= DATA SUPPLIED =
^^^^^^^^^^^^^^^^
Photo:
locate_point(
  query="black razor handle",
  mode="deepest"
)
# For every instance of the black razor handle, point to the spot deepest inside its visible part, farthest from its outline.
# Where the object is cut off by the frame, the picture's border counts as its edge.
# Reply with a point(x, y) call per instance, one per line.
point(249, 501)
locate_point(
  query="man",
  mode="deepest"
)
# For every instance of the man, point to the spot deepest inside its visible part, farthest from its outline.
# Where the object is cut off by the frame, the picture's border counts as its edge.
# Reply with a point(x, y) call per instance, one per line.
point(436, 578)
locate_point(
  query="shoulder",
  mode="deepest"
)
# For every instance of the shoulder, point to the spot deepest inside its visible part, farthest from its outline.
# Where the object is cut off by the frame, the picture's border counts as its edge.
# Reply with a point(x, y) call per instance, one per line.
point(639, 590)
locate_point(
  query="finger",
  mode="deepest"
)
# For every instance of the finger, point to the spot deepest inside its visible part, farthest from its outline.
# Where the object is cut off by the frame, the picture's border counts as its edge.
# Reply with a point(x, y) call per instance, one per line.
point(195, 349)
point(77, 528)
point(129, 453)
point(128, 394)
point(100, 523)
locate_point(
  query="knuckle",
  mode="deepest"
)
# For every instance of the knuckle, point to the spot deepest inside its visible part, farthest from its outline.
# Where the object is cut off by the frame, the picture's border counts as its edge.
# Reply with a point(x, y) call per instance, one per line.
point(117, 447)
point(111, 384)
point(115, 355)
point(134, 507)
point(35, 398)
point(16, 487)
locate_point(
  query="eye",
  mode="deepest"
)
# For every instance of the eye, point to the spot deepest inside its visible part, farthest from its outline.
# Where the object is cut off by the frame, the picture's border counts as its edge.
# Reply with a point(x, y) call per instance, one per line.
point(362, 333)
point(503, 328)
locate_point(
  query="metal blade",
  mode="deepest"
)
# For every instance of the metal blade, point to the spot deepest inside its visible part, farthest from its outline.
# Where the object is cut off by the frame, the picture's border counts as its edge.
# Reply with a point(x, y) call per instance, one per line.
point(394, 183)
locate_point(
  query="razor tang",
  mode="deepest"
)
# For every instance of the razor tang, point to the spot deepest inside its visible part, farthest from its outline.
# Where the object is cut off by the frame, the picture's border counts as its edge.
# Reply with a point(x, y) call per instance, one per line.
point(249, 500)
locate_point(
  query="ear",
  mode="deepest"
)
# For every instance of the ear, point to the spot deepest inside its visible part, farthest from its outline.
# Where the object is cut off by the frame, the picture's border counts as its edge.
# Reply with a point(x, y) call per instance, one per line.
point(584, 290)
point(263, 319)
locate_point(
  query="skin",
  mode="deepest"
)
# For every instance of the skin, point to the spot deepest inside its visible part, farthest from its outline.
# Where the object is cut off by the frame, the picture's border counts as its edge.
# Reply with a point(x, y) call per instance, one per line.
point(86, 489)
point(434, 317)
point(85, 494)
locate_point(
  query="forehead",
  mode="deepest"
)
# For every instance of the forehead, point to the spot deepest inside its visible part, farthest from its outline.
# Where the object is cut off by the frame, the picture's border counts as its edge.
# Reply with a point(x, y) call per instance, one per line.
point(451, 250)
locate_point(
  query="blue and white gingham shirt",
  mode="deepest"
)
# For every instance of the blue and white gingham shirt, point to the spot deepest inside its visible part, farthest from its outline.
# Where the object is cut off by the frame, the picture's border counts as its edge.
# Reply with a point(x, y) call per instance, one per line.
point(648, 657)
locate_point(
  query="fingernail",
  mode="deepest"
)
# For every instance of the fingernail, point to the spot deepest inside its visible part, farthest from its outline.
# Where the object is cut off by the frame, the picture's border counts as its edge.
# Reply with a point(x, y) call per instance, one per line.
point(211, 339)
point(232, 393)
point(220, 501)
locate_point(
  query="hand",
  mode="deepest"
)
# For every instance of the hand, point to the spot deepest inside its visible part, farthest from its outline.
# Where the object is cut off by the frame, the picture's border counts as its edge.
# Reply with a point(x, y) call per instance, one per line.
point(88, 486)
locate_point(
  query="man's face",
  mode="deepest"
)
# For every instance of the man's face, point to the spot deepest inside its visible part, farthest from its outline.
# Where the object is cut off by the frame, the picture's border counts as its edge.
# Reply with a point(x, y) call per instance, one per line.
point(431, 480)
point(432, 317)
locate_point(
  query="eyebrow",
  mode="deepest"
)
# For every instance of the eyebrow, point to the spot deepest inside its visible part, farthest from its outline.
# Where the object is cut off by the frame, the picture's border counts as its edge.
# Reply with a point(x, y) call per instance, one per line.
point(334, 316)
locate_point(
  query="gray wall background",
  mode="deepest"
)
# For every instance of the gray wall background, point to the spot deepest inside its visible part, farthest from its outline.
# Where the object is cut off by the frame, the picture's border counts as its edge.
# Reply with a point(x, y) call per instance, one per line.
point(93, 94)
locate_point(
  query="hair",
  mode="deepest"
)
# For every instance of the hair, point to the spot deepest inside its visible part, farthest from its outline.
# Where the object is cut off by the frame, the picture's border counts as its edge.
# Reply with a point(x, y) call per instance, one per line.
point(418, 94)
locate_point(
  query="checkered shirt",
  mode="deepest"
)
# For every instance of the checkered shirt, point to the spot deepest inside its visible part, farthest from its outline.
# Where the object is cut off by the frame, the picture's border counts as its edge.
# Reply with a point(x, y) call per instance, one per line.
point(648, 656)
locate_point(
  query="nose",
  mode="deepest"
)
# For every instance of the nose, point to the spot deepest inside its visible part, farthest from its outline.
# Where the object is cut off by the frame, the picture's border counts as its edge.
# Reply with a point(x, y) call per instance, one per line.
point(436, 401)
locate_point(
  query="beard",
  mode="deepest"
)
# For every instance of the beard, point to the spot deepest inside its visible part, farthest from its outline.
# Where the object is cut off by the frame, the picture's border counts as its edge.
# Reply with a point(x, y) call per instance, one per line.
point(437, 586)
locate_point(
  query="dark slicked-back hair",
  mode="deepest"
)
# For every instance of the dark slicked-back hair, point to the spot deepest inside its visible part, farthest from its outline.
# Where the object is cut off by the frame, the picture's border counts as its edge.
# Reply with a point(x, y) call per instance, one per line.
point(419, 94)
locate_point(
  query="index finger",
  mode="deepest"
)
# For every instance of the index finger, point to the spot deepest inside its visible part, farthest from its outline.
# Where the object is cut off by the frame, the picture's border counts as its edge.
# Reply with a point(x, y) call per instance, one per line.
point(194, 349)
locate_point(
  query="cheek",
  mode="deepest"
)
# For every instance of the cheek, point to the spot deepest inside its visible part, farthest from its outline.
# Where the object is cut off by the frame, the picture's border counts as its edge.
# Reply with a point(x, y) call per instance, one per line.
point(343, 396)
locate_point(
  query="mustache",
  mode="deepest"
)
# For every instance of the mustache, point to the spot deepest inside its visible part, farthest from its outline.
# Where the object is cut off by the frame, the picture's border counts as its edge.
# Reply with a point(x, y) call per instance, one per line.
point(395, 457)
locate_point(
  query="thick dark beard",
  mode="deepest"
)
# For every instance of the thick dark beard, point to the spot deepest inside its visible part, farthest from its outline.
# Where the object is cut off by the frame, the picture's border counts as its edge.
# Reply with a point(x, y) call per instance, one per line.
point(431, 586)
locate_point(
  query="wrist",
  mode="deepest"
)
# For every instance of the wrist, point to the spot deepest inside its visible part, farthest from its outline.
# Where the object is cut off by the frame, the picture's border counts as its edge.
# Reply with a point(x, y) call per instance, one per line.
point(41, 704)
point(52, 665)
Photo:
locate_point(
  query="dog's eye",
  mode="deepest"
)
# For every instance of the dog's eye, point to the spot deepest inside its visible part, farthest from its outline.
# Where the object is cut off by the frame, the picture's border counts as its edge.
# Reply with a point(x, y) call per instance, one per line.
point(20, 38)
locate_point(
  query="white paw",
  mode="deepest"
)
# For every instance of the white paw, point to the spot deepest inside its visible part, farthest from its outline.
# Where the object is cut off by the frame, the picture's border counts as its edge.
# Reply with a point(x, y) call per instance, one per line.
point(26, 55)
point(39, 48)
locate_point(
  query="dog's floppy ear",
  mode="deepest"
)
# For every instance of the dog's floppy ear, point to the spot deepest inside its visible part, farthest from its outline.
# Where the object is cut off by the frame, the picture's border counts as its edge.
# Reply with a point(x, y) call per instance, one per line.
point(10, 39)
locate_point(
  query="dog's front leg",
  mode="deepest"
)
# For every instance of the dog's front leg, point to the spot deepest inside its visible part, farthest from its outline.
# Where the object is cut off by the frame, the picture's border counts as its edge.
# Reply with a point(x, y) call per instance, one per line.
^^^^^^^^^^^^^^^^
= WHAT YOU SHOULD DO =
Give only the count of lines in this material that contain the string "mustache".

= FINAL ANSWER =
2